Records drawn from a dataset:
#####
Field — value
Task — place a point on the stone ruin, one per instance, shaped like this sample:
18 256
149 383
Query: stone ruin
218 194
#####
Would you please write out all the entries exactly?

## WRITTEN SOLUTION
Field — value
Task — place a point on the stone ruin, one per instance, shaped like this sample:
18 256
149 383
Query: stone ruin
218 194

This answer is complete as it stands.